● Task brief: The answer should contain every record below, output exactly.

*** Provided data ***

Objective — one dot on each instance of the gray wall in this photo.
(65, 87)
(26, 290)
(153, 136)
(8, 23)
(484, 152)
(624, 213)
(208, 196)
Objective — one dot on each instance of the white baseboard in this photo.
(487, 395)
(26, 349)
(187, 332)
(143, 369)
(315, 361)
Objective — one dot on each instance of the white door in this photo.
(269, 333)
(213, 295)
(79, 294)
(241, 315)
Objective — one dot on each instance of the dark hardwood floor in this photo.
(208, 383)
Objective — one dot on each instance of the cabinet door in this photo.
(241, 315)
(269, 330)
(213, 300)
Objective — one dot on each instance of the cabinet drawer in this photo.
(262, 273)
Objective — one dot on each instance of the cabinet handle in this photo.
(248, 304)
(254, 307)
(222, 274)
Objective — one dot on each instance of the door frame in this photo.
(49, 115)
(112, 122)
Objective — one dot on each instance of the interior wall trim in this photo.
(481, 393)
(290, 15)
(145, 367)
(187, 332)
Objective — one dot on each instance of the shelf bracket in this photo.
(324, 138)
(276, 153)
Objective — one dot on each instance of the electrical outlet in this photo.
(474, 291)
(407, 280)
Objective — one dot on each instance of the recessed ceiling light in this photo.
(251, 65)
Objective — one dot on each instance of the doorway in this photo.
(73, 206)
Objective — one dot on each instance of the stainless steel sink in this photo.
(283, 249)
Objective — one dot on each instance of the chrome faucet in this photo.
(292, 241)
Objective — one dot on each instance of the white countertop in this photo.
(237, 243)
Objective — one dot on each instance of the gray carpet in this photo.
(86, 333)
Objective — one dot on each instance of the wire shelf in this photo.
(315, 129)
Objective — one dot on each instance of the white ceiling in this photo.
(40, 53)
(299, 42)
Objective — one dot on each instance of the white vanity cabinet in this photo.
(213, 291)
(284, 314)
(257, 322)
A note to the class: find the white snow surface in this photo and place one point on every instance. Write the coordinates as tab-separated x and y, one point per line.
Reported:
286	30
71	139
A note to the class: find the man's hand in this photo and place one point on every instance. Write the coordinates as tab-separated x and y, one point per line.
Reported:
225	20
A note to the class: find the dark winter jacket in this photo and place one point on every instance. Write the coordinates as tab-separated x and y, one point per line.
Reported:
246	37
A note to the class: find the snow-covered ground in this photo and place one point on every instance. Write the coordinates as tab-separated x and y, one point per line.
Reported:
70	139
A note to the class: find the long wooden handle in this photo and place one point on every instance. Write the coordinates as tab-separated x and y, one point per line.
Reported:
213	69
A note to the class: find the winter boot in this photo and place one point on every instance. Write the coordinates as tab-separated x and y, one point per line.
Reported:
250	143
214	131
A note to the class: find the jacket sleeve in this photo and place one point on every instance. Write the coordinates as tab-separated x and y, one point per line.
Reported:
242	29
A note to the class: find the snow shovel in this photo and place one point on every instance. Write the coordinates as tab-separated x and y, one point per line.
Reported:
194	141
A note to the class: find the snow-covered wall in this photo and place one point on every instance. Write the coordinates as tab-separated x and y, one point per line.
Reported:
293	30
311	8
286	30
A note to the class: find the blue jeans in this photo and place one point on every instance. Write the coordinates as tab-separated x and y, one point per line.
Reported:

*** End of Provided data ***

● Answer to this exercise:
Objective — one dot on each instance of the gray wall in this photo.
(65, 87)
(26, 290)
(153, 136)
(8, 23)
(484, 152)
(624, 213)
(208, 196)
Objective — one dot on each instance of the white baseboard in this photo.
(487, 395)
(26, 349)
(187, 332)
(143, 369)
(315, 361)
Objective — one dot on each instance of the white door in this photo.
(269, 333)
(213, 295)
(79, 294)
(241, 315)
Objective — one dot on each instance of the dark hardwood floor in this photo.
(208, 383)
Objective — one dot on each instance of the cabinet door in this photo.
(241, 315)
(269, 330)
(213, 300)
Objective — one dot on each instance of the cabinet drawer in this photo.
(262, 273)
Objective — one dot on each instance of the cabinet handle in this photo.
(248, 304)
(254, 307)
(222, 274)
Objective — one dot on each instance of the door frame in this photo.
(49, 115)
(112, 122)
Objective — one dot on each instance of the interior wall trim in this photo.
(481, 393)
(290, 15)
(145, 367)
(187, 332)
Objective — one dot on each instance of the shelf bracket in this photo.
(324, 138)
(276, 153)
Objective — one dot on each instance of the electrical outlet in this photo.
(474, 291)
(407, 280)
Objective — one dot on each instance of the recessed ceiling light in this photo.
(251, 65)
Objective — one dot on each instance of the doorway in this photo.
(73, 206)
Objective — one dot on each instance of the stainless steel sink in this photo.
(283, 249)
Objective — one dot on each instance of the chrome faucet in this photo.
(292, 241)
Objective — one dot on each instance of the white countertop in this photo.
(237, 243)
Objective — one dot on each instance of the gray carpet in this photo.
(86, 333)
Objective — one dot on each instance of the wire shelf in this photo.
(315, 129)
Objective — one dot on each instance of the white ceiling in this photo.
(40, 53)
(299, 42)
Objective — one dot on each instance of the white vanity cabinet in this photo.
(213, 291)
(284, 314)
(257, 322)
A note to the class: find the white snow surface in this photo and place one point on every instance. Write the coordinates as tab-separated x and y, one point per line.
Reported:
286	30
71	139
A note to the class: find the man's hand in this photo and place one point on every instance. Write the coordinates as tab-separated x and y, one point per line.
Reported:
225	20
A note to the class: find the dark winter jacket in this photo and place one point on every instance. Write the coordinates as tab-separated x and y, one point per line.
Reported:
246	37
A note to the class: find the snow-covered ground in this photo and place one point on every instance. Write the coordinates as tab-separated x and y, one point per line.
Reported:
70	139
A note to the class: find the long wooden handle in this photo and place one point on every instance. Write the coordinates as tab-separated x and y, one point per line.
Reported:
213	69
A note to the class: find the winter boot in this photo and place one point on every instance. Write the coordinates as tab-separated x and y, one point per line.
Reported:
250	143
214	131
A note to the class: find the jacket sleeve in this photo and place one point on every instance. Write the coordinates as tab-separated x and y, one point per line.
Reported:
242	29
A note to the class: find the snow shovel in this photo and place one point on every instance. Write the coordinates as tab-separated x and y, one point per line.
Reported:
194	141
A note to the class: find the snow-covered wall in this photo and place one point on every instance. Write the coordinates as tab-separated x and y, one point per line.
Reported:
293	30
311	8
286	30
A note to the class: find the blue jeans in this photo and place one point on every instance. Write the coordinates as tab-separated x and y, one point per line.
Reported:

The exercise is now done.